Все это мы с Курченко объяснили бойцам. И они стали бдительнее, с винтовками не расставались ни на минуту.
За работу принялись еще до завтрака. Взяли у саперов пилы, топоры. И дело пошло.
Я безотлучно был при бойцах. Наблюдал за работой и не забывал посматривать в ту сторону, откуда могли появиться финны. Командира роты неожиданно вызвал к себе командир батальона капитан Кузнецов. И я с солдатами остался один. Ответственности прибавилось. Пришлось повысить бдительность и распорядительность. К счастью, учить бойцов, как валить деревья, мне не пришлось: учителя нашлись в их среде. А на мою долю досталось общее наблюдение за работой и самое главное - за безопасностью, чтобы противник не подкрался незаметно и не напал на нас.
Конечно, быть в роли часового я не мог: мне приходилось то и дело отвлекаться. Наблюдать за противником я поручил нашим санитарам - Загоруле и Малышкину. Загоруля - сибиряк. Небольшого роста, плотного телосложения. Заводила и шутник. Там, где он, скуки не бывает. Александр Иванович Малышкин - вятич. В минуты затишья они всегда вместе, едят из одного котелка. На еду никогда не обижаются, хотя она не всегда у нас сытная.
Получив задание, Загоруля со своей санитарной сумкой и с винтовкой в руках выдвинулся далеко вперед и залег под деревом. Малышкину я приказал вести наблюдение с противоположной стороны. Помнил наказ комбата:
- Противник может появиться там, откуда его и не ждешь. Наблюдение вести круговое.
В эти часы я не забывал и о своей главной роли - роли политрука. На работе, как и в бою, видно каждого человека. К счастью, лодырей, отлынивающих в роте нет, все работают дружно, сноровисто, без перекуров. Командир взвода сержант Романенков вытер рукой потный лоб, посмотрел на кучу сваленных деревьев и говорит:
- Еще бы надо свалить парочку сосен, а то маловато. Да кладите их одну на другую, чтоб перелезть нельзя было.
Романенкову уже под сорок, но сила в нем богатырская. Работает за двоих, пример подчиненным показывает.
С этого дня мы подружились с сержантом. Родом он из Смоленской области; жена и дочь в оккупации. Писем ни от кого не получает. Но по характеру он оптимист. Я никогда его не видел унылым. Он верил, что вернется домой и жена будет жива, что после войны у них появится сын. "Обязательно родим сына, - уверял он. - Дочь есть, будет и сын. Обязательно будет!"

■ Набор записей:

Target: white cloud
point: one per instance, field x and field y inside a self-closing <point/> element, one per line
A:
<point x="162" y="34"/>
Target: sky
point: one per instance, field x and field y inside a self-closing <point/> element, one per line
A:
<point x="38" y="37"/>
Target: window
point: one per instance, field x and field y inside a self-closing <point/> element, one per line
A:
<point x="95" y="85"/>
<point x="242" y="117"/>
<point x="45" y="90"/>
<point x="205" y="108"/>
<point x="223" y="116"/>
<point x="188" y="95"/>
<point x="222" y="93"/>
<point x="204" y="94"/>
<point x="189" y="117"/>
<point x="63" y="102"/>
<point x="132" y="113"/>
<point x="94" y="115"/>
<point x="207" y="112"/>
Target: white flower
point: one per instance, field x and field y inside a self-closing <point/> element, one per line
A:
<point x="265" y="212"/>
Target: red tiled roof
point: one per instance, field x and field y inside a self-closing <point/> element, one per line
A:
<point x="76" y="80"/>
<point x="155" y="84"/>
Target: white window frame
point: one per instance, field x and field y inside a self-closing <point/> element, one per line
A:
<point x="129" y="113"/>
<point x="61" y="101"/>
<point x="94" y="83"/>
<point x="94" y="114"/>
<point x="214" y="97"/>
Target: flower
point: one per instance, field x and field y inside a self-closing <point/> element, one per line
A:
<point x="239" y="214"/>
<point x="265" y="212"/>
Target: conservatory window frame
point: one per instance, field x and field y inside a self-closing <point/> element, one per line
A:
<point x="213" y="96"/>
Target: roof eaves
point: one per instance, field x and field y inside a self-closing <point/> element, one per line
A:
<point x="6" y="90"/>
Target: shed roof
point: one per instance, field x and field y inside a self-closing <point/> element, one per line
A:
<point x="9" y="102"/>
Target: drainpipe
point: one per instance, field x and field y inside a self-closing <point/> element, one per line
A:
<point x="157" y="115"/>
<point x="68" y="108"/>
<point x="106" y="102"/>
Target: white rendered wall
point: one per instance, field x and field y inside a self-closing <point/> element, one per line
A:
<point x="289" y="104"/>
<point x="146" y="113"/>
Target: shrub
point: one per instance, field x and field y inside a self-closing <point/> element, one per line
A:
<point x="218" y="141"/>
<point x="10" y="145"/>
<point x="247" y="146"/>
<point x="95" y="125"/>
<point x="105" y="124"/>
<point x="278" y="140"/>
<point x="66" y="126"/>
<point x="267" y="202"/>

■ Задания:
1. Переведите на английский язык предложение из фрагмента о работе роты на фронте: «Романенкову уже под сорок, но сила в нем богатырская».
2. Напишите продолжение фрагмента о работе роты на фронте, начиная сразу после его последнего предложения.

■ Ответы к заданиям:
1. Romanenkov is nearly forty, but he has the strength of a mighty warrior.

2.
Оптимизм Романенкова помогал и мне в нелегкой работе политрука. Ибо не все такие, как он. Встречаются нытики, трусы. Едва очутившись на передовой, они уже не верят, что выживут, считают, обратной дороги нет. Вот тут я и ставил в пример неунывающего сержанта:
- Посмотри на Романенкова, - говорил я, - семья в оккупации, о ней ни слуху ни духу, а он бодр. Уверен, что все будет хорошо. И сам с войны вернется, и жену встретит, и еще с ней сродят! А ну-ка, повыше голову. Садись и пиши домой письмо: "Обо мне, мол, шибко не беспокойтесь. Разгромим врага, и я вернусь к вам с победой!"
И смотришь, у бойца на лице появилась улыбка.
Романенков не раз мне говорил: "Эх, как бы хотелось всю войну с тобой пройти рядом. Вместе дождаться победы. От радости прокричать: Ура! Победили!" И - по домам: я - в родную Смоленщину, а ты - в родные Ямные Березники".
Слушал я его и верил, что так и будет. Однако оба мы понимали, что мечты - это одно, а действительность, да еще военная, совсем другое. И на всякий случай он попросил у меня адрес моей матери. "А вдруг что случится: тебя ушлют в другую часть, а меня ранят. Так нетрудно и потерять друг друга. Напишу твоей матери, а она твой адрес мне всегда пришлет!" Забегая вперед, скажу, что так оно и получилось. В январе сорок второго Романенков был тяжело ранен. А спустя всего две недели был ранен и я. Оказались мы с ним в разных госпиталях. И если бы у него не было моего домашнего адреса, мы наверняка потеряли бы друг друга. Но стоило только ему написать моей матери, как он тут же получил мой новый адрес.
Война кидала нас в разные места, адреса менялись. Но Романенков всегда находил меня. Последнее письмо от него я получил летом 43-го года, когда учился в Ульяновске, во 2-м танковом училище. Друг мой с гордостью сообщал, что получил офицерское звание и скоро поведет своих бойцов в бой. Видимо, в том бою он и погиб. Как ни ждал я от него весточки, она не пришла. Мир праху твоему, дорогой друг. У меня до сих пор хранится твоя фотография, та, что ты прислал мне из госпиталя.
В тот день, когда мы делали завалы, я близко сошелся со многими бойцами и сержантами своей роты. Вот веселый, жизнерадостный Гриша Разумов. Родом он из Петропавловска. Шустрый, расторопный и в то же время рассудительный, он в мирное время мог бы стать толковым колхозным председателем. А стал бойцом. Война, как это было видно невооруженным глазом, не его стихия. Но делать нечего: стал в строй - действуй как все. И Гриша действовал, не уступал другим.
На пару с ним пилил деревья Митя Семенов - курянин. Он в роте самый молодой, ему, похоже, нет и двадцати, но он уже не раз бывал в боях. Хоронил убитых товарищей. И вскоре сам разделил их участь: за день до нового, 1942 года погиб в поселке Великая Губа. Я видел его мертвым. Он лежал на льду озера, прижав обе руки к груди. Стоя над его прахом, я вспоминал, как он признался мне однажды, что не успел еще никого полюбить, как мечтал он о девушке...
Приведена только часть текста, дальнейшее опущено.